──────── Brano ────────
Una delle sfide principali affrontate da chi ha perso un arto è l’accettazione e l’utilizzo delle protesi disponibili sul mercato, spesso percepite come dolorose da indossare e difficili da controllare. Per affrontare queste problematiche, i ricercatori, sotto la guida di Max Ortiz Catalan, hanno sviluppato una tecnica innovativa, che permette di fissare la protesi direttamente allo scheletro del paziente, collegandola al sistema nervoso attraverso elettrodi impiantati nei nervi e nei muscoli residui.

Un elemento chiave di questa nuova tecnologia è il processo chiamato “osseointegrazione”, che consente al tessuto osseo di crescere all’interno del materiale in titanio della protesi, creando una connessione meccanica estremamente solida. Inoltre, i nervi e i muscoli rimasti nell’arto sono stati riorganizzati per fornire alla protesi un maggior numero di informazioni necessarie per un controllo motorio preciso.

La mano robotica utilizzata nello studio è nota come “Mia Hand” ed è stata sviluppata da Prensilia, un’azienda che ha messo a punto una protesi altamente personalizzabile, sia dal punto di vista funzionale che estetico. Questo approccio mira a rendere la protesi più accettabile e funzionale per gli utilizzatori, contribuendo significativamente al miglioramento della qualità di vita delle persone con amputazioni.

Karin è stata la prima persona con amputazione al di sotto del gomito a ricevere questo nuovo concetto di mano bionica altamente integrata, che può essere utilizzata in modo autonomo e affidabile nella vita quotidiana,” ha spiegato Ortiz Catalan. “Il fatto che sia riuscita per anni ad utilizzare la protesi in modo confortevole ed efficace testimonia le potenziali capacità di questa tecnologia nel cambiare la vita delle persone. Il nostro approccio chirurgico e ingegneristico integrato spiega anche la riduzione del dolore in quanto, per controllare la protesi, Karin sta utilizzando un po’ le stesse risorse neurali che utilizzava per la sua mano biologica“.

Il progetto DeTop, finanziato dalla Commissione Europea, ha offerto una grande opportunità di collaborazione – ha evidenziato Christian Cipriani, coordinatore del progetto e direttore dell’Istituto di BioRobotica del Sant’Anna – che ha reso possibile il consolidamento di tecnologie protesiche e robotiche all’avanguardia, che possono avere un impatto straordinario sulla vita delle persone“.

Mia Hand è nata per essere mostrata, e non nascosta: vogliamo che non sia percepita da chi la utilizza solo come una protesi di mano – ha concluso l’Amministratore Francesco Clemente – ma desideriamo che possa essere percepita come la propria protesi, perfetta espressione di sé“.
──────── Dati estratti ────────
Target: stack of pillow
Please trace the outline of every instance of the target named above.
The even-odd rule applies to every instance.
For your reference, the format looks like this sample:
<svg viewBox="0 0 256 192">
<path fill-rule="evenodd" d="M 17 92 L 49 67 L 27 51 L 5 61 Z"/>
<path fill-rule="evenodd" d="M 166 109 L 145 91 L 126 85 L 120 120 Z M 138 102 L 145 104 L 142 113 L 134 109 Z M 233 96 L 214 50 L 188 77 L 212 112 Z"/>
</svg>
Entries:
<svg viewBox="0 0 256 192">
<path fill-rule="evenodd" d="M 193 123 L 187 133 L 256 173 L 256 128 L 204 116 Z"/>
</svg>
────────
Problema A>
Rispondi a queste domande sul brano sulla mano bionica:
(i) Come si chiama il processo che consente al tessuto osseo di crescere all'interno del materiale in titanio della protesi?
(ii) Quale azienda ha sviluppato la mano robotica "Mia Hand"?
(iii) Chi è il coordinatore del progetto DeTop?
Problema B> Estrai dal brano sulla mano bionica tutto il testo che va da "Un elemento chiave" fino a "persone con amputazioni.".
Problema C> Traduci in inglese questa frase del brano sulla mano bionica: «Un elemento chiave di questa nuova tecnologia è il processo chiamato “osseointegrazione”, che consente al tessuto osseo di crescere all’interno del materiale in titanio della protesi, creando una connessione meccanica estremamente solida.»

Soluzione A>
(i) Osseointegrazione.
(ii) Prensilia.
(iii) Christian Cipriani.

Soluzione B>
Un elemento chiave di questa nuova tecnologia è il processo chiamato “osseointegrazione”, che consente al tessuto osseo di crescere all’interno del materiale in titanio della protesi, creando una connessione meccanica estremamente solida. Inoltre, i nervi e i muscoli rimasti nell’arto sono stati riorganizzati per fornire alla protesi un maggior numero di informazioni necessarie per un controllo motorio preciso.

La mano robotica utilizzata nello studio è nota come “Mia Hand” ed è stata sviluppata da Prensilia, un’azienda che ha messo a punto una protesi altamente personalizzabile, sia dal punto di vista funzionale che estetico. Questo approccio mira a rendere la protesi più accettabile e funzionale per gli utilizzatori, contribuendo significativamente al miglioramento della qualità di vita delle persone con amputazioni.

Soluzione C> A key element of this new technology is the process called “osseointegration,” which allows bone tissue to grow inside the titanium material of the prosthesis, creating an extremely strong mechanical connection.